■ **Selected passage**
^^^^

David da Silva Contín

Green Project · Staff product designer

Designing a decarbonization marketplace from zero

How I led discovery, shaped product strategy, and shipped a marketplace that closed a partnership with an aviation company — while working solo across two continents.

  • Company Green Project
  • Role Sole designer
  • Scope Discovery → shipped product
  • Team UK + US cross-timezone
The v2 Marketplace page showing commodity cards for different decarbonization products
The Marketplace page — designed to scale to multiple commodity types from day one.

US team

Scott PM · corporate carbon accounting & marketplace
Shivani PO · marketplace
Chris PO · corporate carbon accounting
Will Co-founder & COO · domain expert
Adam Operations · marketplace
Luke Co-founder & CTO · domain expert
Jeff Tech lead
Austin, Jack, Jess, Kamira, Mario, Michael Software engineers
Aysu, Olga QA engineers

UK team

Ed PM · supplier engagement & product carbon footprinting
Ben Tech lead

Design team

David Staff product designer

ACT Group (parent company)

Jop VP of Digital

The problem

A v2 migration: a once-only window to get the foundations right — with a team I'd never worked with before

The US team was mid-migration from v1 to v2 of their products. They were finishing the migration of their carbon accounting product, and the marketplace one would be next. It was a natural moment to rethink the design — to build something with higher conversion, a more intuitive experience than v1, and a system that would stand the test of time.

But there was no discovery time allocated, no shared vision, and I was parachuting in to work with a US-based team for the first time.

Adding to the complexity, the Marketplace serves four distinct personas — each with a different driver and different available data:

  • Sustainability Managers — already using our corporate carbon accounting product; already have electricity data in the platform
  • Suppliers — coming from our supply chain engagement product to fulfil customer requests; varied ages, varied tech adoption, no electricity data in the platform
  • ACT Referrals — coming from our trading arm, primarily to execute a transaction; we don't need their electricity data
  • Partner Users — arriving via third-party partners; we are not allowed to show or upsell other parts of the platform
V1 marketplace screenshot on the left (table-based UI), with V2 and Vision placeholders on the right showing the blank slate we were designing into
v1 (left) — a real screenshot of the existing product. v2 and Vision (right) — blank slates at the start of discovery.

Design leadership

I created the conditions for good design: I influenced starting discovery early and aligning on a long-term vision

My approach to new product areas follows a consistent principle: think big, start small. Establish a shared vision first, then carve out the smallest meaningful slice to build from. In my experience, this yields systems that scale, patterns that get reused, and a north star that makes every subsequent decision easier to make.

^^^^

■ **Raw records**
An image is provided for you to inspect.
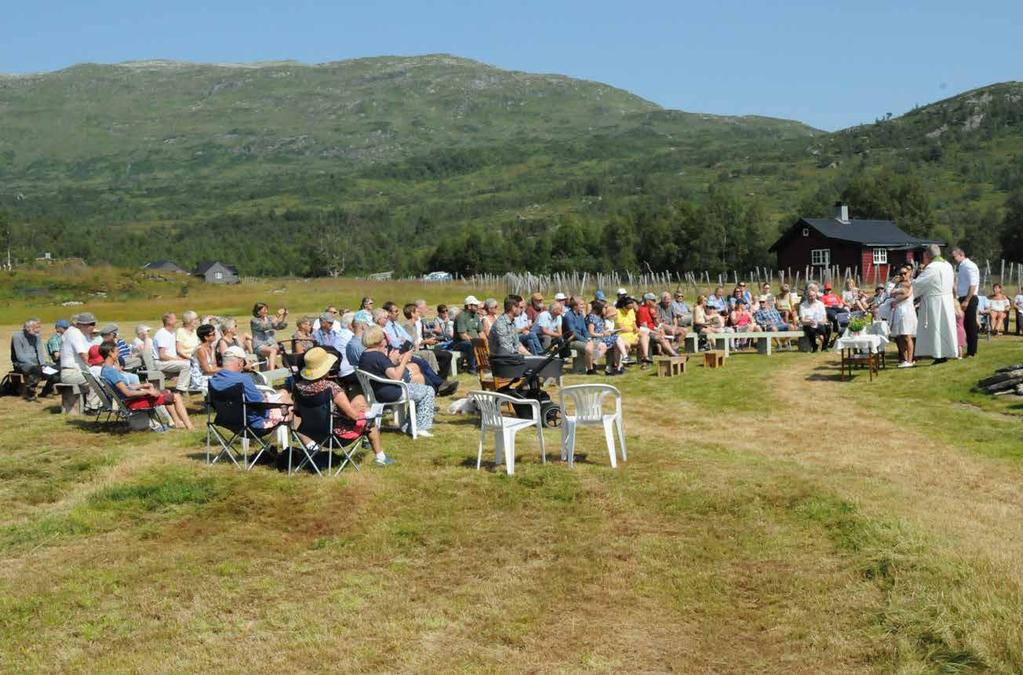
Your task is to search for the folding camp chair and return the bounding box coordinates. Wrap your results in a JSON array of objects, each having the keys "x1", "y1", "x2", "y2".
[
  {"x1": 287, "y1": 391, "x2": 372, "y2": 476},
  {"x1": 82, "y1": 368, "x2": 155, "y2": 432},
  {"x1": 206, "y1": 385, "x2": 291, "y2": 470},
  {"x1": 355, "y1": 369, "x2": 419, "y2": 441}
]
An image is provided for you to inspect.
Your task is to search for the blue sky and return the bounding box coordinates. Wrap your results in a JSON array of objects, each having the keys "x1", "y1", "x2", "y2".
[{"x1": 0, "y1": 0, "x2": 1023, "y2": 130}]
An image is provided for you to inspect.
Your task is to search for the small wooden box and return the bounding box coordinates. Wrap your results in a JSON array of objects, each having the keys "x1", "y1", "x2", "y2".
[
  {"x1": 704, "y1": 349, "x2": 724, "y2": 368},
  {"x1": 654, "y1": 356, "x2": 688, "y2": 377}
]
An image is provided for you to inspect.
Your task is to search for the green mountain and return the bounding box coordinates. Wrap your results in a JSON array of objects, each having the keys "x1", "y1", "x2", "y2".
[{"x1": 0, "y1": 55, "x2": 1023, "y2": 274}]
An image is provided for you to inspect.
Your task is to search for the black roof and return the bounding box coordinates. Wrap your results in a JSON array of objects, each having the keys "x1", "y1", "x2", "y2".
[
  {"x1": 770, "y1": 218, "x2": 945, "y2": 251},
  {"x1": 192, "y1": 260, "x2": 238, "y2": 274}
]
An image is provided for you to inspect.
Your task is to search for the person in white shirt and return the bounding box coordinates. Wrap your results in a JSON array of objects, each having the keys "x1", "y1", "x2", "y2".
[
  {"x1": 799, "y1": 283, "x2": 831, "y2": 352},
  {"x1": 59, "y1": 312, "x2": 99, "y2": 408},
  {"x1": 952, "y1": 249, "x2": 980, "y2": 357},
  {"x1": 313, "y1": 305, "x2": 341, "y2": 332},
  {"x1": 152, "y1": 312, "x2": 191, "y2": 393},
  {"x1": 1013, "y1": 286, "x2": 1023, "y2": 335},
  {"x1": 913, "y1": 244, "x2": 961, "y2": 363}
]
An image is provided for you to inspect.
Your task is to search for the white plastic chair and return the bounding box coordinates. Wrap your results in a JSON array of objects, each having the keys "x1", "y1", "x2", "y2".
[
  {"x1": 561, "y1": 385, "x2": 628, "y2": 468},
  {"x1": 469, "y1": 392, "x2": 547, "y2": 476},
  {"x1": 355, "y1": 368, "x2": 419, "y2": 440}
]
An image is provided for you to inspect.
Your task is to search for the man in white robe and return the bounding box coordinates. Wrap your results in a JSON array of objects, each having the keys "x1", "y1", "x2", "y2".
[{"x1": 913, "y1": 244, "x2": 959, "y2": 363}]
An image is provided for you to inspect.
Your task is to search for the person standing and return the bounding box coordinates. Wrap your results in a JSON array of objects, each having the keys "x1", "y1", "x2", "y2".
[
  {"x1": 952, "y1": 249, "x2": 980, "y2": 356},
  {"x1": 891, "y1": 265, "x2": 917, "y2": 368},
  {"x1": 913, "y1": 244, "x2": 957, "y2": 364},
  {"x1": 1013, "y1": 286, "x2": 1023, "y2": 335}
]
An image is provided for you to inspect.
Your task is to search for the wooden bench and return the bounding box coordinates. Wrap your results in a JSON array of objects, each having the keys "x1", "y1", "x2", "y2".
[
  {"x1": 56, "y1": 383, "x2": 85, "y2": 414},
  {"x1": 839, "y1": 349, "x2": 881, "y2": 381},
  {"x1": 685, "y1": 330, "x2": 804, "y2": 358},
  {"x1": 654, "y1": 355, "x2": 688, "y2": 377}
]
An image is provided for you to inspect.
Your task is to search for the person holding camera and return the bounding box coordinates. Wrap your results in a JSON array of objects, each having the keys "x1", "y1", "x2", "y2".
[{"x1": 250, "y1": 303, "x2": 287, "y2": 370}]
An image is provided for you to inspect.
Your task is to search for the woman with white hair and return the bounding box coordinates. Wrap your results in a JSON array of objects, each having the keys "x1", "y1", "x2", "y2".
[
  {"x1": 799, "y1": 283, "x2": 831, "y2": 353},
  {"x1": 174, "y1": 310, "x2": 199, "y2": 361},
  {"x1": 359, "y1": 325, "x2": 435, "y2": 438}
]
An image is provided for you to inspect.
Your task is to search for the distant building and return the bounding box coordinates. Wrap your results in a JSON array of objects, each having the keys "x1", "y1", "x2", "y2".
[
  {"x1": 770, "y1": 203, "x2": 945, "y2": 280},
  {"x1": 142, "y1": 260, "x2": 188, "y2": 274},
  {"x1": 192, "y1": 261, "x2": 241, "y2": 283}
]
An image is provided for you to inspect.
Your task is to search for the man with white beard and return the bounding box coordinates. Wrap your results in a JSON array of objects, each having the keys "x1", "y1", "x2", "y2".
[{"x1": 913, "y1": 244, "x2": 959, "y2": 364}]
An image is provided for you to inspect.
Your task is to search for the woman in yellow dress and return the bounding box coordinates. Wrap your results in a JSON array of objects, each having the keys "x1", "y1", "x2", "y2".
[{"x1": 615, "y1": 298, "x2": 639, "y2": 357}]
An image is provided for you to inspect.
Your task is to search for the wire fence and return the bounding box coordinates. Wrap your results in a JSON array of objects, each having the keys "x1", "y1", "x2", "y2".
[{"x1": 394, "y1": 260, "x2": 1023, "y2": 296}]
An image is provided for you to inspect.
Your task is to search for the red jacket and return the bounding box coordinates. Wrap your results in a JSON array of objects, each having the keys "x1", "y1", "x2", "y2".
[
  {"x1": 820, "y1": 290, "x2": 844, "y2": 307},
  {"x1": 636, "y1": 305, "x2": 657, "y2": 330}
]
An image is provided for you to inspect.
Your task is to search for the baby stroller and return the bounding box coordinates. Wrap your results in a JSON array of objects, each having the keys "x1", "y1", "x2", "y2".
[{"x1": 491, "y1": 338, "x2": 567, "y2": 426}]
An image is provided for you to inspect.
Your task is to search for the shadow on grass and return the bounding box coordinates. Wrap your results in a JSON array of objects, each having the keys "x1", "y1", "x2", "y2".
[
  {"x1": 458, "y1": 448, "x2": 592, "y2": 471},
  {"x1": 68, "y1": 417, "x2": 137, "y2": 436}
]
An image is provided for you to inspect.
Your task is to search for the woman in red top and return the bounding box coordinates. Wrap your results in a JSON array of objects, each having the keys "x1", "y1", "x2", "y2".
[{"x1": 636, "y1": 293, "x2": 678, "y2": 369}]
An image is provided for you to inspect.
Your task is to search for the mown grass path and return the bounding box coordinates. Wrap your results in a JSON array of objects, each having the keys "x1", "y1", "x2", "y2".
[{"x1": 0, "y1": 339, "x2": 1023, "y2": 672}]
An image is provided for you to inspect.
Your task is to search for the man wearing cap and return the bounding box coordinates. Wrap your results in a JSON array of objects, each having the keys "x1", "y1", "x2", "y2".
[
  {"x1": 208, "y1": 346, "x2": 292, "y2": 429},
  {"x1": 656, "y1": 290, "x2": 693, "y2": 338},
  {"x1": 707, "y1": 286, "x2": 728, "y2": 313},
  {"x1": 530, "y1": 301, "x2": 565, "y2": 351},
  {"x1": 636, "y1": 293, "x2": 678, "y2": 368},
  {"x1": 10, "y1": 319, "x2": 57, "y2": 401},
  {"x1": 46, "y1": 319, "x2": 71, "y2": 363},
  {"x1": 526, "y1": 291, "x2": 545, "y2": 325},
  {"x1": 820, "y1": 281, "x2": 849, "y2": 340},
  {"x1": 152, "y1": 312, "x2": 191, "y2": 393},
  {"x1": 313, "y1": 305, "x2": 341, "y2": 332},
  {"x1": 451, "y1": 296, "x2": 483, "y2": 375},
  {"x1": 60, "y1": 312, "x2": 99, "y2": 408}
]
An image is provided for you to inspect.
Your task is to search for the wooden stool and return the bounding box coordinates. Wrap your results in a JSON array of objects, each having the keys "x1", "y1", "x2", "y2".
[
  {"x1": 839, "y1": 350, "x2": 881, "y2": 381},
  {"x1": 654, "y1": 356, "x2": 688, "y2": 377},
  {"x1": 4, "y1": 370, "x2": 25, "y2": 394}
]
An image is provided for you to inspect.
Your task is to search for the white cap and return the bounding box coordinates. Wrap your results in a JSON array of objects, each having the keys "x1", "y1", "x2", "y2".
[{"x1": 224, "y1": 345, "x2": 246, "y2": 361}]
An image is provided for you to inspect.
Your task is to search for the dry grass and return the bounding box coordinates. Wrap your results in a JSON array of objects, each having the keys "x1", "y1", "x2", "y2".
[{"x1": 0, "y1": 306, "x2": 1023, "y2": 672}]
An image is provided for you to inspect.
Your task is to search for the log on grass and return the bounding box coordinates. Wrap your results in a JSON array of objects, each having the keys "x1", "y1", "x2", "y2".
[
  {"x1": 983, "y1": 376, "x2": 1023, "y2": 394},
  {"x1": 977, "y1": 368, "x2": 1023, "y2": 387}
]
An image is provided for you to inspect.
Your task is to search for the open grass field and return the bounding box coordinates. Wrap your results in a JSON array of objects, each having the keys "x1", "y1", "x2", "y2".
[{"x1": 0, "y1": 286, "x2": 1023, "y2": 672}]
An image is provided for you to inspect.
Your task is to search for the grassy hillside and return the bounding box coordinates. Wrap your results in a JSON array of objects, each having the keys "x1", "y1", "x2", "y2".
[{"x1": 0, "y1": 55, "x2": 1023, "y2": 274}]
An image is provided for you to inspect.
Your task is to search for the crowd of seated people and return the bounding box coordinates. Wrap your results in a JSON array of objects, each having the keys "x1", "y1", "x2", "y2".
[{"x1": 10, "y1": 279, "x2": 1023, "y2": 443}]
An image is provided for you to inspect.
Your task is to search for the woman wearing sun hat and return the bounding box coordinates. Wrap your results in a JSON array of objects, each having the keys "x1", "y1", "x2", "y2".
[{"x1": 295, "y1": 347, "x2": 394, "y2": 466}]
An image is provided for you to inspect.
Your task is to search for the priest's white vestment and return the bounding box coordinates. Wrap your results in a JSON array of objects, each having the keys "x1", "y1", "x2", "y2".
[{"x1": 913, "y1": 258, "x2": 959, "y2": 359}]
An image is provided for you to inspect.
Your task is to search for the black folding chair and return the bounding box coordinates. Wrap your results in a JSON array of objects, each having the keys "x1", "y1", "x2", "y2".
[
  {"x1": 82, "y1": 368, "x2": 157, "y2": 432},
  {"x1": 287, "y1": 391, "x2": 372, "y2": 476},
  {"x1": 206, "y1": 385, "x2": 291, "y2": 470}
]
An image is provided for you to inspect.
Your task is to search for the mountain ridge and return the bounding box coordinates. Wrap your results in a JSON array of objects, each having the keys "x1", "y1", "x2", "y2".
[{"x1": 0, "y1": 54, "x2": 1023, "y2": 273}]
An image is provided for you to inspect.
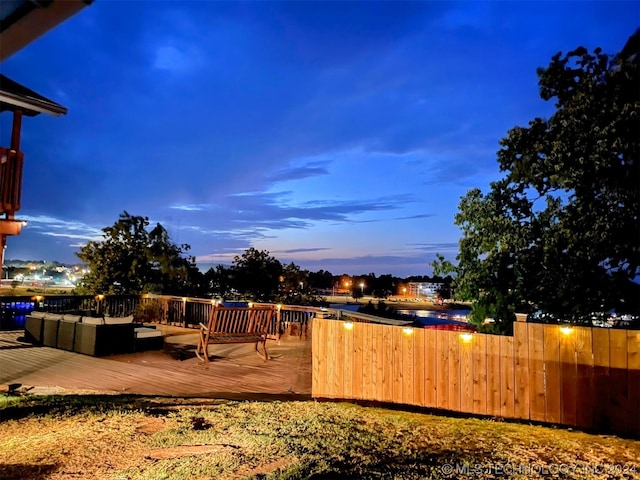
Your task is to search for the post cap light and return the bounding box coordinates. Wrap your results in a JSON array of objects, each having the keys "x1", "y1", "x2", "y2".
[
  {"x1": 460, "y1": 332, "x2": 473, "y2": 343},
  {"x1": 560, "y1": 326, "x2": 573, "y2": 335}
]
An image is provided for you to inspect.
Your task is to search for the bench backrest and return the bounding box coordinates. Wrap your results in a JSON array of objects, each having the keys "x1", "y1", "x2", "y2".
[{"x1": 209, "y1": 306, "x2": 276, "y2": 335}]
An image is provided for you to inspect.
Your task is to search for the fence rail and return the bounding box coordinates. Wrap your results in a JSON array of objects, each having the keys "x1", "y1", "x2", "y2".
[{"x1": 312, "y1": 319, "x2": 640, "y2": 437}]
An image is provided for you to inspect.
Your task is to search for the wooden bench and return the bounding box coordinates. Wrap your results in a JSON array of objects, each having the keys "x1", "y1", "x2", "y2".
[{"x1": 196, "y1": 306, "x2": 276, "y2": 362}]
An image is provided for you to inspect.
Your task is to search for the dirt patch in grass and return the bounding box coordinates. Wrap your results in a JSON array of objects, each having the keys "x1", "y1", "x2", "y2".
[{"x1": 0, "y1": 397, "x2": 640, "y2": 480}]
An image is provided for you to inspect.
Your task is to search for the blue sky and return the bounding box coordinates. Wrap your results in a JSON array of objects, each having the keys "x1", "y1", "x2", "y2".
[{"x1": 0, "y1": 0, "x2": 640, "y2": 277}]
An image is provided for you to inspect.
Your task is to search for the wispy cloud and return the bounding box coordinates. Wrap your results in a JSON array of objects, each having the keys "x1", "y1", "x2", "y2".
[{"x1": 169, "y1": 203, "x2": 211, "y2": 212}]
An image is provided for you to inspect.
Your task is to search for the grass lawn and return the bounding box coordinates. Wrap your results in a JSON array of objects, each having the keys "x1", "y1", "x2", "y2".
[{"x1": 0, "y1": 395, "x2": 640, "y2": 480}]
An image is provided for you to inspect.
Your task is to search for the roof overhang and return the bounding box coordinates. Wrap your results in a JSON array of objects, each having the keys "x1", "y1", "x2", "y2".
[
  {"x1": 0, "y1": 0, "x2": 93, "y2": 62},
  {"x1": 0, "y1": 74, "x2": 67, "y2": 117}
]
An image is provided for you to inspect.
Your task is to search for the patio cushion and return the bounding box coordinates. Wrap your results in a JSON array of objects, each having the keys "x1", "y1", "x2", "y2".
[
  {"x1": 56, "y1": 315, "x2": 79, "y2": 351},
  {"x1": 42, "y1": 315, "x2": 62, "y2": 348},
  {"x1": 104, "y1": 315, "x2": 133, "y2": 325},
  {"x1": 81, "y1": 317, "x2": 104, "y2": 325},
  {"x1": 24, "y1": 312, "x2": 44, "y2": 344}
]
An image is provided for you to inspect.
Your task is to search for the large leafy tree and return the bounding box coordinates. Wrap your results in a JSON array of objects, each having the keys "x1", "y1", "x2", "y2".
[
  {"x1": 455, "y1": 31, "x2": 640, "y2": 331},
  {"x1": 76, "y1": 212, "x2": 199, "y2": 295}
]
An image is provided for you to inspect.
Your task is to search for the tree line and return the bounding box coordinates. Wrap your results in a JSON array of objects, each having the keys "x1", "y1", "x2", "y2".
[{"x1": 434, "y1": 30, "x2": 640, "y2": 332}]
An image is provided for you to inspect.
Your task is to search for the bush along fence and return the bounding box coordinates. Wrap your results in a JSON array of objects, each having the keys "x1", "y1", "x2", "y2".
[{"x1": 312, "y1": 319, "x2": 640, "y2": 437}]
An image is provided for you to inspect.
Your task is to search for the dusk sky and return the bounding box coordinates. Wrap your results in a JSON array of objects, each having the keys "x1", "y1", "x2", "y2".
[{"x1": 0, "y1": 0, "x2": 640, "y2": 277}]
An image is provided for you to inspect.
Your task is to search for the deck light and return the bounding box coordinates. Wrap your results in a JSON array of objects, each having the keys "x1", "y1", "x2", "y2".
[{"x1": 460, "y1": 332, "x2": 473, "y2": 343}]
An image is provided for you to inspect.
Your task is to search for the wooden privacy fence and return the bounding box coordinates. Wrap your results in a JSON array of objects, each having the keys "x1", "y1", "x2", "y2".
[{"x1": 312, "y1": 319, "x2": 640, "y2": 437}]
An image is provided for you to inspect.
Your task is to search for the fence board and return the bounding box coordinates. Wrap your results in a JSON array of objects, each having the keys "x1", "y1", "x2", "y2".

^^^^

■ **Directions**
Please list the distinct personas that the marketplace case study says the Marketplace serves. These rows were drawn from a separate source.

■ **Written solution**
Sustainability Managers, Suppliers, ACT Referrals, Partner Users